DATA SHOWN:
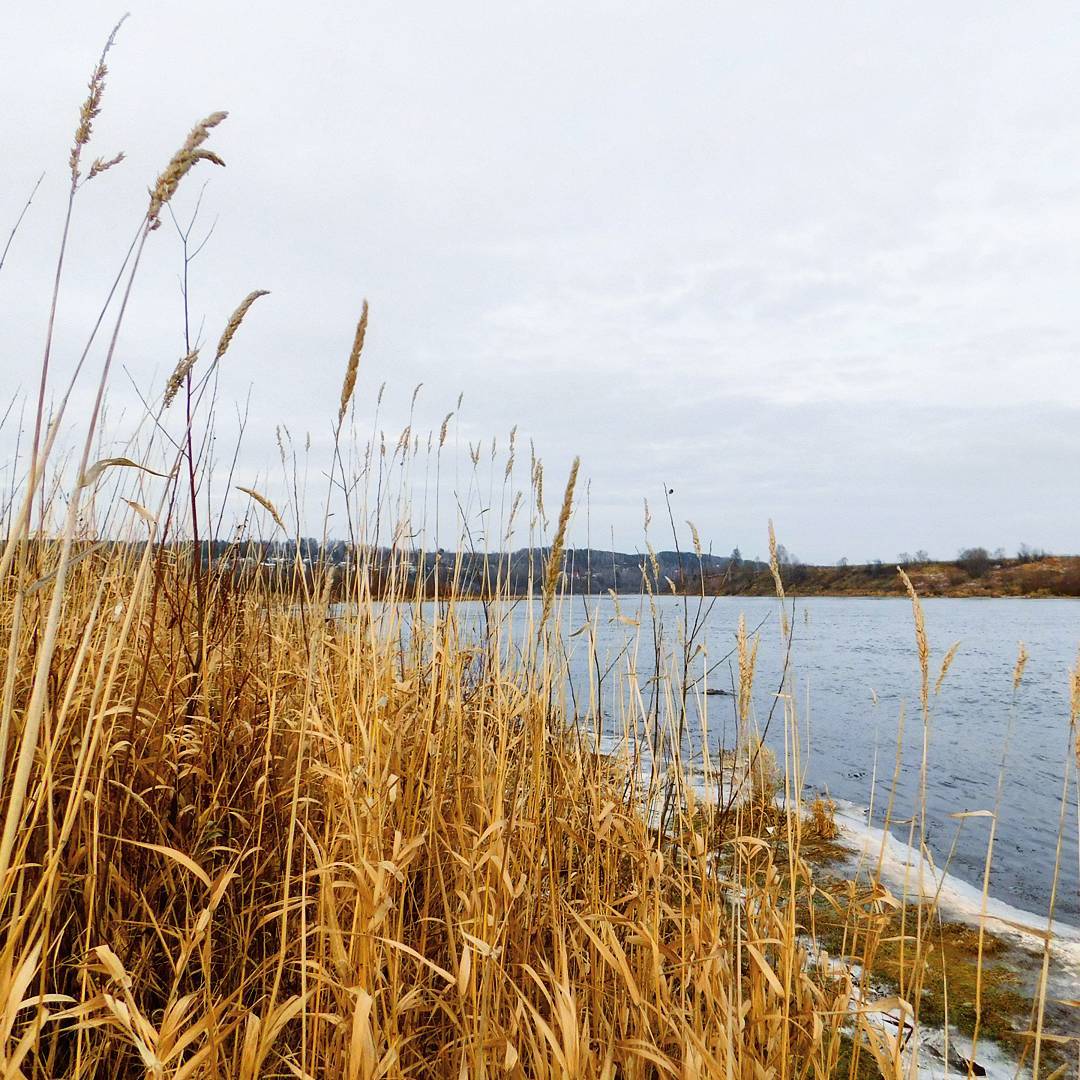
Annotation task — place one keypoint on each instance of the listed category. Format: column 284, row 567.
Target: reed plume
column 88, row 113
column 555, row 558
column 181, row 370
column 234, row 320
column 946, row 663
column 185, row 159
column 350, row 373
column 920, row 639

==

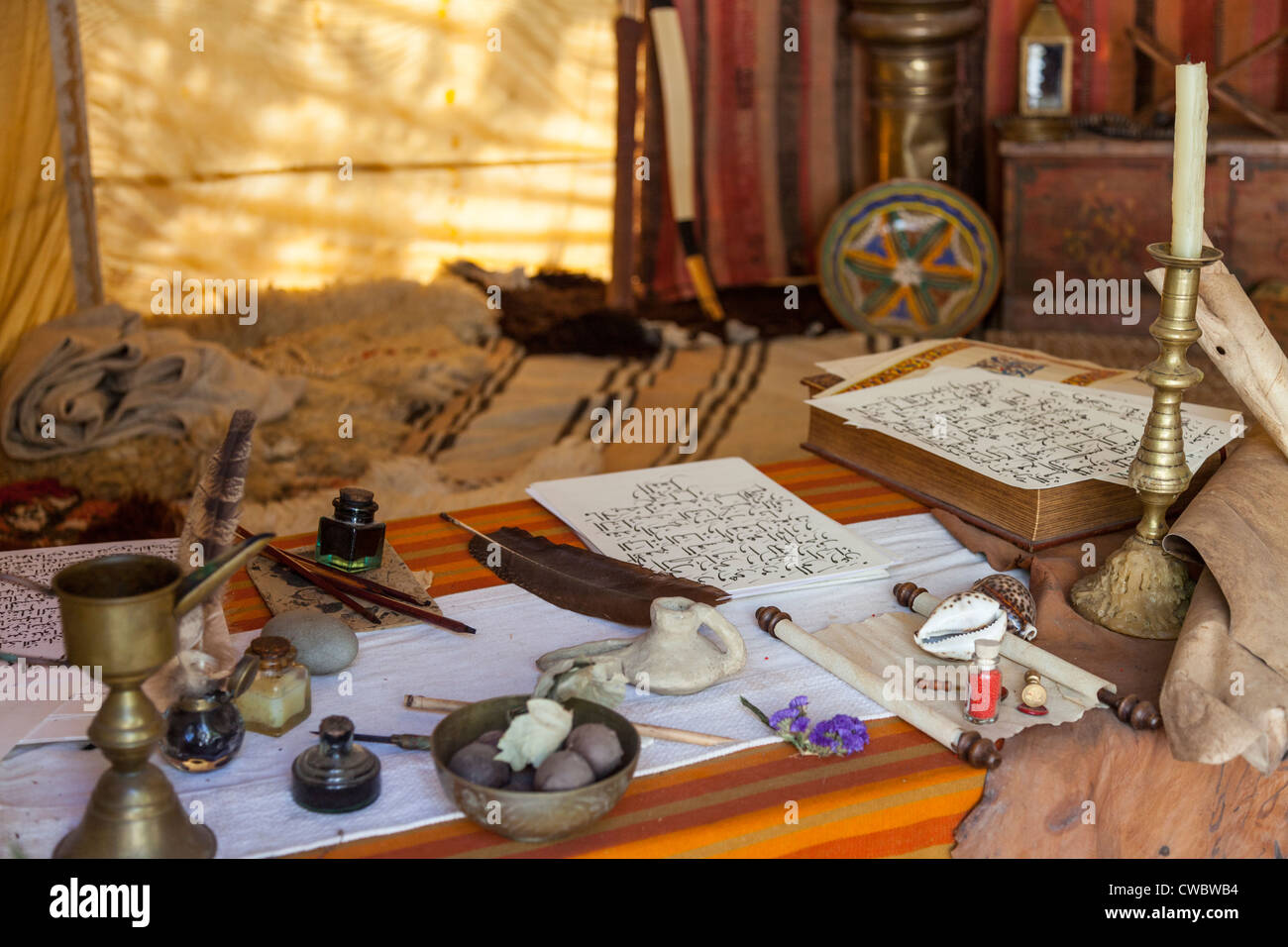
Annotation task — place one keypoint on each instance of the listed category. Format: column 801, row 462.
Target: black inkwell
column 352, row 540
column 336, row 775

THE REQUEST: Please extract the lines of the material above, starting at the line that contains "801, row 462." and ending at the line that contains "column 336, row 775", both included, and copy them out word for word.

FINISHED TASK:
Annotation task — place one keypoint on each instance of the listed category. Format: column 801, row 462.
Target: black inkwell
column 352, row 540
column 336, row 775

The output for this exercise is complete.